GOAL: Return each line of the data that contains the word "projecting".

RECORDS SUPPLIED:
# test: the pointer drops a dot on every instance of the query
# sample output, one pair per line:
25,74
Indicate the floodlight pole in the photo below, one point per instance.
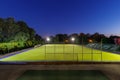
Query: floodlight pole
82,48
101,49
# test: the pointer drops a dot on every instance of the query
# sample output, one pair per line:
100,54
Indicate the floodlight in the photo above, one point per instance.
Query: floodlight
73,39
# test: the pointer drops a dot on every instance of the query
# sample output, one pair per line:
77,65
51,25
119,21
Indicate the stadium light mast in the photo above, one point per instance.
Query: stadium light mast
73,40
47,40
91,41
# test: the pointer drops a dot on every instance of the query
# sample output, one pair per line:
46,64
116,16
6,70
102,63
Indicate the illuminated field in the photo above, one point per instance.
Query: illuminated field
64,52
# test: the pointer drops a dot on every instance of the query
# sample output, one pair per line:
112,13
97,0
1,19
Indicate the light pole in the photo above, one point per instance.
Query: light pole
47,40
73,40
91,41
101,48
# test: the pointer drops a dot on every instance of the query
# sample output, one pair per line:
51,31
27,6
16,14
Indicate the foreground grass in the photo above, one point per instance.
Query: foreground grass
64,52
63,75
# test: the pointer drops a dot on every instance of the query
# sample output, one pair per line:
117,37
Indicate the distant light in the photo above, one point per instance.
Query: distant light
47,39
72,39
90,40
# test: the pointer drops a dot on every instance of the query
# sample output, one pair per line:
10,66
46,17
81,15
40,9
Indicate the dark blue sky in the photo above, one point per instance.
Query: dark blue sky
65,16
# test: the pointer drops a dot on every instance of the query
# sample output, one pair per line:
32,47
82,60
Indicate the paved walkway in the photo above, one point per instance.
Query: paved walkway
14,53
12,72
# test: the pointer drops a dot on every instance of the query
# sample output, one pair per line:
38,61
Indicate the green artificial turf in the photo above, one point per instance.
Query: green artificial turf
63,75
64,52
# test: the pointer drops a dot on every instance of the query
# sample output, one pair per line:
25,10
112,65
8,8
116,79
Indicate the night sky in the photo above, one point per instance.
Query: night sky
49,17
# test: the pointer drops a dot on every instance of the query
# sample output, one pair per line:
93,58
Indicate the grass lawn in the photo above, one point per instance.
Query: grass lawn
63,75
64,52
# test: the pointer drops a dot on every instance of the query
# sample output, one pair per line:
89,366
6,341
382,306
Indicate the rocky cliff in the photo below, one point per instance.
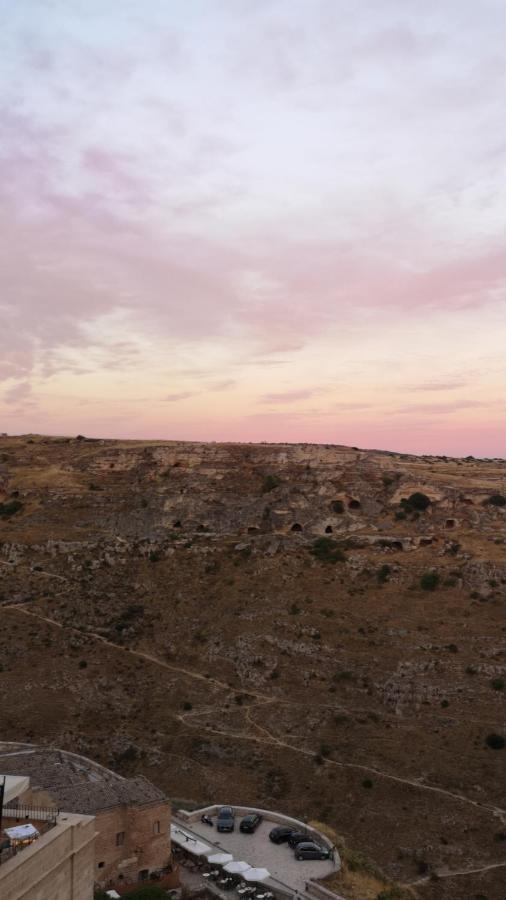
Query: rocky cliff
315,628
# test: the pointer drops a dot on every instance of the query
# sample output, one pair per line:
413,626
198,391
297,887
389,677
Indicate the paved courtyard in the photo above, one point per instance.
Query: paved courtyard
257,850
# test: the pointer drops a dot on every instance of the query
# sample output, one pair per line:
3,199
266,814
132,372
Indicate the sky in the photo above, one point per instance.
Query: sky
255,220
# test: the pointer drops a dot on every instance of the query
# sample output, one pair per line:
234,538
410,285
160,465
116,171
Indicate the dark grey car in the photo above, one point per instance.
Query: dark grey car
226,819
310,850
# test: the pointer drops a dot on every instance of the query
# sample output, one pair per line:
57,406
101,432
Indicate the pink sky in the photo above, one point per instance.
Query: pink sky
276,220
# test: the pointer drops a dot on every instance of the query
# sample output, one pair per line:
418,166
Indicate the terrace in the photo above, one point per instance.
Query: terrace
286,875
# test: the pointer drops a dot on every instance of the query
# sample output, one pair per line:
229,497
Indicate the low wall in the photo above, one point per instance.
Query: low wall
321,893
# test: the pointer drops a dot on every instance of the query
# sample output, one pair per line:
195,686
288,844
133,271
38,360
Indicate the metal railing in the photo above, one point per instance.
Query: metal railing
25,812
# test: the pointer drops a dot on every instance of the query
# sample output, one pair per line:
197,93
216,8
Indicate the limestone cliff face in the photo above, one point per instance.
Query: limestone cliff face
268,624
139,490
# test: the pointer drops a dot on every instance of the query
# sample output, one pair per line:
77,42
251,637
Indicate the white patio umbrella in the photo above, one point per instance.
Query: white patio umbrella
236,867
256,874
196,848
219,859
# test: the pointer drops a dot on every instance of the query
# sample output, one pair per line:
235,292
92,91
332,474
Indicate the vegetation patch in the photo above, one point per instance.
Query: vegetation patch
429,581
327,550
10,508
495,741
270,483
384,574
497,500
359,878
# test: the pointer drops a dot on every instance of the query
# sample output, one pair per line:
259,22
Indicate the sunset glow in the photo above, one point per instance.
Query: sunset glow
258,220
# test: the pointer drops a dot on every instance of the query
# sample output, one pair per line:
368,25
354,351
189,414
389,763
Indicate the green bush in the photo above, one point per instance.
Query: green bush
327,550
429,581
495,741
10,508
151,892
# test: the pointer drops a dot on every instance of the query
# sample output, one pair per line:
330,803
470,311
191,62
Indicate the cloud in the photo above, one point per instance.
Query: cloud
184,395
288,396
427,386
440,408
18,393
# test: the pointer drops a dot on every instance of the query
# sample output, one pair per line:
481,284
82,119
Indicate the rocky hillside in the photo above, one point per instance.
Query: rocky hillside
313,628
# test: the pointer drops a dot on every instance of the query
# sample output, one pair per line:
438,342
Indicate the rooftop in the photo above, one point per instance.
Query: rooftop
75,783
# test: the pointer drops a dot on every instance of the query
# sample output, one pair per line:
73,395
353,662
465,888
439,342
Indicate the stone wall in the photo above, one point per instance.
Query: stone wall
57,866
143,847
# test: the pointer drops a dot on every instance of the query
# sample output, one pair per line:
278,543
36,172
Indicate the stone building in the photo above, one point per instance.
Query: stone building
58,863
132,819
132,816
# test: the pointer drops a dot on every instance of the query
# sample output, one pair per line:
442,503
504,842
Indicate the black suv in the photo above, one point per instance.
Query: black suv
250,823
310,850
225,820
280,834
298,837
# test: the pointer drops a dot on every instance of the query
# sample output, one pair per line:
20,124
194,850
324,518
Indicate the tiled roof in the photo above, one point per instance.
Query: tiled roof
89,797
74,786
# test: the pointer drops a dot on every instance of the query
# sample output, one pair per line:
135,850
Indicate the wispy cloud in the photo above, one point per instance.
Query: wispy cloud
288,396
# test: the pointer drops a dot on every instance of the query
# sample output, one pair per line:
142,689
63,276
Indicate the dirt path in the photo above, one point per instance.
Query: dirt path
459,872
262,736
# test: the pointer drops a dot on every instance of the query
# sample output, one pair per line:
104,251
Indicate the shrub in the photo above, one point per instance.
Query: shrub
497,500
152,892
384,574
10,508
429,581
327,550
495,741
270,482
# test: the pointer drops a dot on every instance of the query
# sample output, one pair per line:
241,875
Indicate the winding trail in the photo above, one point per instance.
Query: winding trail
263,736
458,872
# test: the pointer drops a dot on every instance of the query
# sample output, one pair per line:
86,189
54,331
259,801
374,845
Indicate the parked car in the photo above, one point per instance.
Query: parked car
280,834
298,837
250,823
310,850
225,820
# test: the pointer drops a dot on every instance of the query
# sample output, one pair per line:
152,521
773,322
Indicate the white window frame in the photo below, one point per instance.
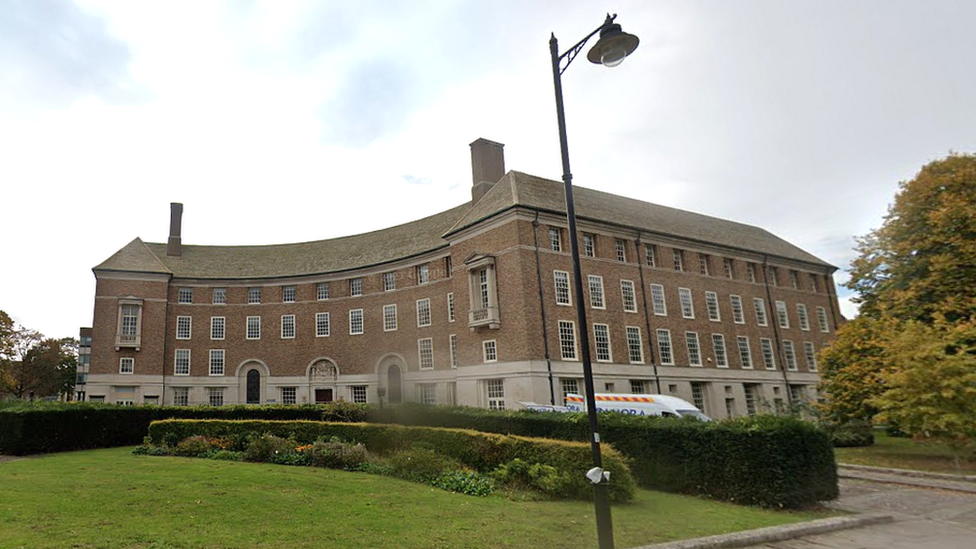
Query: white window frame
489,350
759,305
218,327
665,351
597,300
425,353
423,313
801,312
453,348
555,240
389,318
184,296
355,287
745,352
184,327
215,396
357,322
810,351
782,315
323,327
495,393
601,340
567,340
769,355
218,296
822,320
180,369
288,328
658,300
628,296
181,396
694,349
635,345
687,303
650,255
218,362
564,293
288,294
738,313
789,352
719,351
253,327
678,257
620,246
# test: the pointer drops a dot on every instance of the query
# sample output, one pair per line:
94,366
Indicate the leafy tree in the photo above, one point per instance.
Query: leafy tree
851,370
931,383
922,261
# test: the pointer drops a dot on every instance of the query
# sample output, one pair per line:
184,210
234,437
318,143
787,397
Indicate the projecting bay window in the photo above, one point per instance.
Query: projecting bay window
130,324
483,292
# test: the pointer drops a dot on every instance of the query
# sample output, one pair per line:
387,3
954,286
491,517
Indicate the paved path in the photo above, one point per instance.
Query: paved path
924,517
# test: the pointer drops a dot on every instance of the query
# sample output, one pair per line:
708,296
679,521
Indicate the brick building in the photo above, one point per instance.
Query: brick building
470,306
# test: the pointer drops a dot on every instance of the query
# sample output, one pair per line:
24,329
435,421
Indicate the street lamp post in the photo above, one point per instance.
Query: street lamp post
614,45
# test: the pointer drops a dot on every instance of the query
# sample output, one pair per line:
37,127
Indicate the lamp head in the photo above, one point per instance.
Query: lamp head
614,45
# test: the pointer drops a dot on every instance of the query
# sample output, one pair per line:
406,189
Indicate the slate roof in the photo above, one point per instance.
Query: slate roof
533,192
516,189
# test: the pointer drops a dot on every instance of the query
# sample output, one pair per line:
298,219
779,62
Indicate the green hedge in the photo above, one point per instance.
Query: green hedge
482,452
58,427
772,461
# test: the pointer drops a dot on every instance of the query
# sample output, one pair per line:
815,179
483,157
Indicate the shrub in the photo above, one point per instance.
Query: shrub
421,464
195,446
336,454
465,482
538,477
264,448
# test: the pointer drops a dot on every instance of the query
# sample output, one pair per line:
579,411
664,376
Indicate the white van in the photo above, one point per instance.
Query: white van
638,405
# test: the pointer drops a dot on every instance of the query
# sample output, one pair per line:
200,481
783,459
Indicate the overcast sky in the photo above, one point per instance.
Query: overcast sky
287,121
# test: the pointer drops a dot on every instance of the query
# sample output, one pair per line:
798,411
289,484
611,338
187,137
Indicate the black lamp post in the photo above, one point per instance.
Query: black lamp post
614,45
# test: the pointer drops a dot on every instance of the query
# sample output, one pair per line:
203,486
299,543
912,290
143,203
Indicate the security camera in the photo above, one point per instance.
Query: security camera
597,475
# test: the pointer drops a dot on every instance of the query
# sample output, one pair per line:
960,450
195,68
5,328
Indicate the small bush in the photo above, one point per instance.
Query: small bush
265,447
290,458
538,477
421,464
226,455
195,446
336,454
465,482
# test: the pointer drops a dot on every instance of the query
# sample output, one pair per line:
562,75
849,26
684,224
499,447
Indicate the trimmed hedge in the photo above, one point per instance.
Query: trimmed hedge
58,427
766,460
482,452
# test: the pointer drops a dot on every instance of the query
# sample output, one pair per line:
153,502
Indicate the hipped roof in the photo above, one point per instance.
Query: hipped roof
515,190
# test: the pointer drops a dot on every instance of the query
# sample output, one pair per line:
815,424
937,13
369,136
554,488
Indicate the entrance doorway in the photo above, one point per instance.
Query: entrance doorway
323,396
253,386
395,388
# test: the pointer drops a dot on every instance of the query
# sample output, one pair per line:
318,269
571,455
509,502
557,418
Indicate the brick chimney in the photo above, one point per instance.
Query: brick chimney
174,246
487,166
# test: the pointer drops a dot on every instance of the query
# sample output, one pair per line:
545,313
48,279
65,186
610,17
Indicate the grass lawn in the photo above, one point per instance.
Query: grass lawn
111,498
904,453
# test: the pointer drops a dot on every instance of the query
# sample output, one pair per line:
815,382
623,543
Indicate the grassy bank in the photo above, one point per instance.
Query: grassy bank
110,498
904,453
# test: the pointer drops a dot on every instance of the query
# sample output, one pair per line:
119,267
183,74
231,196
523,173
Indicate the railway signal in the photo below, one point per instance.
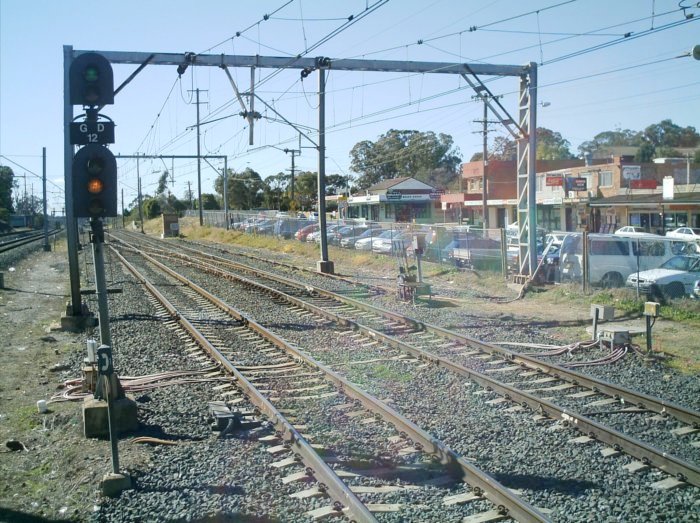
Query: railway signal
91,80
94,182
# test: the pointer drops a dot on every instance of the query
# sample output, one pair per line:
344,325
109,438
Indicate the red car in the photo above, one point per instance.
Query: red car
302,233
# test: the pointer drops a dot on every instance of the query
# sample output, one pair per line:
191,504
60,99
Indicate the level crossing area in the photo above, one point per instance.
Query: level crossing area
245,385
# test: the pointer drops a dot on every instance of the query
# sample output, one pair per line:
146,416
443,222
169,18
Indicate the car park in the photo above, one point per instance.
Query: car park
611,257
631,230
685,233
349,241
673,279
395,243
365,244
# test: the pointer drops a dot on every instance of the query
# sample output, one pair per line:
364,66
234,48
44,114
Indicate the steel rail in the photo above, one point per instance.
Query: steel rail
482,483
335,487
683,470
13,244
630,396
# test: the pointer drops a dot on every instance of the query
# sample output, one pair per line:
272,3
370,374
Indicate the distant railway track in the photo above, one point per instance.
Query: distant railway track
12,243
460,354
271,372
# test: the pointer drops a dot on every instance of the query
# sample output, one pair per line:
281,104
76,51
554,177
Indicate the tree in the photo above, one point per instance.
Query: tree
422,155
7,183
151,208
607,139
667,134
552,146
306,189
162,183
245,189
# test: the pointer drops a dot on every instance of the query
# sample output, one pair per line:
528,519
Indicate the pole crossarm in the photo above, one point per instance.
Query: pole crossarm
285,62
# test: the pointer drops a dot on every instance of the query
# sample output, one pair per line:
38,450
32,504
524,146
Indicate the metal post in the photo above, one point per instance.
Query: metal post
71,223
584,261
532,167
199,169
226,191
484,174
47,245
596,317
138,178
324,265
105,337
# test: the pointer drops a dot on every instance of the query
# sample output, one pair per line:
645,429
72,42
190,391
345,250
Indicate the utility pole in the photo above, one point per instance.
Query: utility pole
293,152
47,246
485,159
138,177
199,164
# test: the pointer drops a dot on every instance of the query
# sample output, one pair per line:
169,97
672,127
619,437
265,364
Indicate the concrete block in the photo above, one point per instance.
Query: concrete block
326,267
95,422
114,484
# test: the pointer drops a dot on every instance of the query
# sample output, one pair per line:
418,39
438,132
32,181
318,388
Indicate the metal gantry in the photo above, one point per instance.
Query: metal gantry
526,138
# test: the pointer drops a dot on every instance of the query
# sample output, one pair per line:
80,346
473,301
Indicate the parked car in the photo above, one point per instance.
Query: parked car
302,233
612,258
365,244
349,241
345,232
675,277
391,244
631,230
685,233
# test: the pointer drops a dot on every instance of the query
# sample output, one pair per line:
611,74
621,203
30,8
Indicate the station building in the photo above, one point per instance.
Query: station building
598,195
398,200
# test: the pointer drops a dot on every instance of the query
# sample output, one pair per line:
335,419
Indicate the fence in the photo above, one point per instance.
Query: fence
608,260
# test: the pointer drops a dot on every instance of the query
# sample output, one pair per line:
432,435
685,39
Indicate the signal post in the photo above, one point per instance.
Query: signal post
94,196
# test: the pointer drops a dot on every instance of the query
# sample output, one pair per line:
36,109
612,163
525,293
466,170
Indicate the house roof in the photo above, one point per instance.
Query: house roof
679,198
388,184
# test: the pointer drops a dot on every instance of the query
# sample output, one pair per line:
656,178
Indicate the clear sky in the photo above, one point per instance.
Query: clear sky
591,78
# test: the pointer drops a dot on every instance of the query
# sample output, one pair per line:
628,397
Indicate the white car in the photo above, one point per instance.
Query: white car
685,233
675,277
388,245
631,230
366,244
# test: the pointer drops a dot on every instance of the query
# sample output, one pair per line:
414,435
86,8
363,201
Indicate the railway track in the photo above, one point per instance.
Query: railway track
13,243
534,381
279,379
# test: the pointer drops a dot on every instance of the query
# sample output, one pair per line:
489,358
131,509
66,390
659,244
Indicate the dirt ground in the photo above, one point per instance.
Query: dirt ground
55,472
54,475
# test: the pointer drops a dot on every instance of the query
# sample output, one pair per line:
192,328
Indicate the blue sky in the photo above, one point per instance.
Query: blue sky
628,85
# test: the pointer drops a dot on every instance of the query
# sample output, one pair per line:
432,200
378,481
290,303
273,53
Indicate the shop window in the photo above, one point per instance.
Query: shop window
605,179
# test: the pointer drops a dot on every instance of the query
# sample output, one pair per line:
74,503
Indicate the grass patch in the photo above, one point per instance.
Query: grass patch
388,373
25,418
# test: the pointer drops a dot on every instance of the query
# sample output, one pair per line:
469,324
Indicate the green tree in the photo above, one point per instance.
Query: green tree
7,183
306,189
151,208
245,189
667,134
645,153
552,146
422,155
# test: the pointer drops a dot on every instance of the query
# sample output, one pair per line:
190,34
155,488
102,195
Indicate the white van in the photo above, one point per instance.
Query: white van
612,257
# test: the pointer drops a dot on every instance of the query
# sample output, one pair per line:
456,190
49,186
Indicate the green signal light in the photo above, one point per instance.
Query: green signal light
91,73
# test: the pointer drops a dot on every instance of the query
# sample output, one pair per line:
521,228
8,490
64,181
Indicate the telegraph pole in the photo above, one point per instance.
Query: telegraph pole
199,164
485,160
47,245
293,152
138,177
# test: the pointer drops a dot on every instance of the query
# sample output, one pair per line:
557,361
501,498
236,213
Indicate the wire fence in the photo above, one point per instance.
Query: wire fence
601,260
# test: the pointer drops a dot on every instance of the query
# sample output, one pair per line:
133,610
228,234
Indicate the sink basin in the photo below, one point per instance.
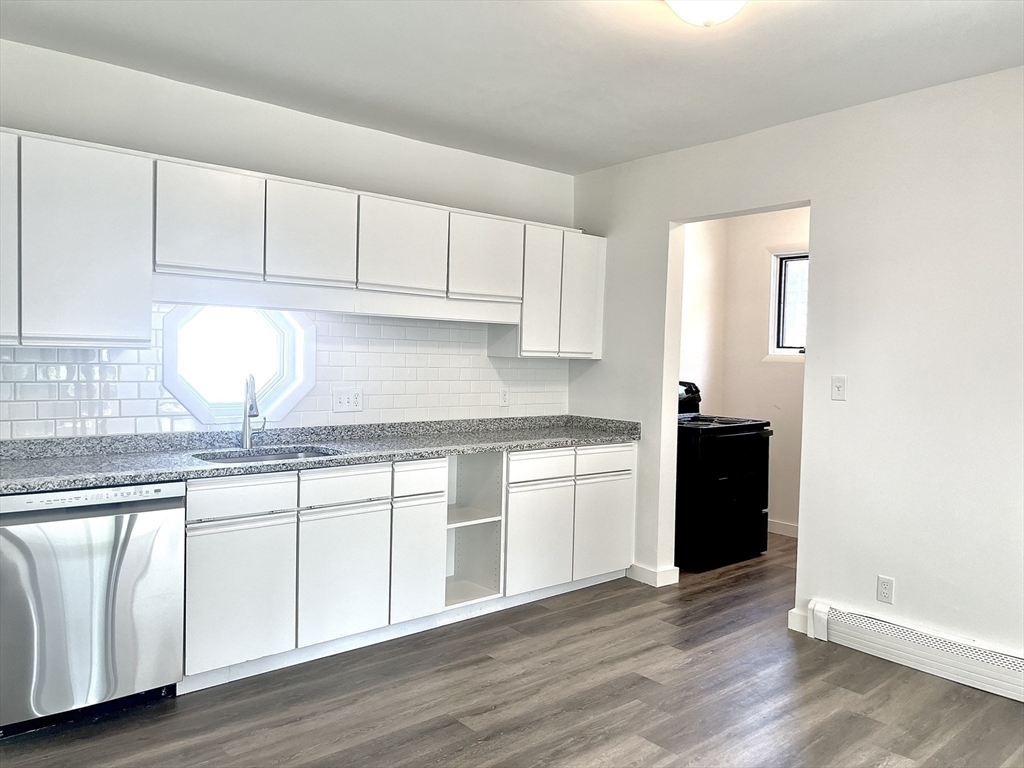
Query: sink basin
265,454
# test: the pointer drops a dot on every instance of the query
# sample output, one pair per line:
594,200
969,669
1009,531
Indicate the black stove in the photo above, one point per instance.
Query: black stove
721,491
721,424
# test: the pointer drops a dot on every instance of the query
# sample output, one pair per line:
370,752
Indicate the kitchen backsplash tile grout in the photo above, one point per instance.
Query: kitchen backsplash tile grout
409,370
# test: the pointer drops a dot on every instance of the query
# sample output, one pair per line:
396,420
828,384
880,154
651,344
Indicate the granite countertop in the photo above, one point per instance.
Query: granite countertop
74,463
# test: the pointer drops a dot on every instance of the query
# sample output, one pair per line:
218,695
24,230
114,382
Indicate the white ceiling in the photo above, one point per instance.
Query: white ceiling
571,85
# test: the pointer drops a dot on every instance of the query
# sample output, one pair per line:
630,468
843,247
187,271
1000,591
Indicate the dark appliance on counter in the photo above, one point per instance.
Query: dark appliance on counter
721,491
689,397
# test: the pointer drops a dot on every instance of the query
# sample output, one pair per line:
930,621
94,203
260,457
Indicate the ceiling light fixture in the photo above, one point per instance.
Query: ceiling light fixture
706,12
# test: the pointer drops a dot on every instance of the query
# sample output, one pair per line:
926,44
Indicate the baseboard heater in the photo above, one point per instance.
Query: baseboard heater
979,668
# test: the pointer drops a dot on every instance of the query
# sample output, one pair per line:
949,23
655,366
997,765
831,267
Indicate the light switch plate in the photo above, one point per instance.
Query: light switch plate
346,399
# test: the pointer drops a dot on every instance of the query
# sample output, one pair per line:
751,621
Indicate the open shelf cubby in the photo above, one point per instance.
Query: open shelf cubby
474,488
474,522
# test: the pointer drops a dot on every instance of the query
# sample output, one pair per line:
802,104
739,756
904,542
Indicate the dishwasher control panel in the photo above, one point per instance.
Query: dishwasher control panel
89,497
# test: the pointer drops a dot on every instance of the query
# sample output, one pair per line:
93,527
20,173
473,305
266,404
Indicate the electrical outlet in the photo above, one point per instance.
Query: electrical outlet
839,387
885,590
346,399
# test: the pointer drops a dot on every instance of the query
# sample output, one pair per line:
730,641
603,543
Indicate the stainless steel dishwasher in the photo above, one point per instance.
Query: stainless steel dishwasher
91,596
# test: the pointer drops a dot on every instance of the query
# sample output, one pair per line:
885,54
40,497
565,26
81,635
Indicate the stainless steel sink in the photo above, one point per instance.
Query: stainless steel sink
260,455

SOLUTION BELOW:
Indicate the projecting bay window in the photo above, one point per instance.
Query: projecting bay window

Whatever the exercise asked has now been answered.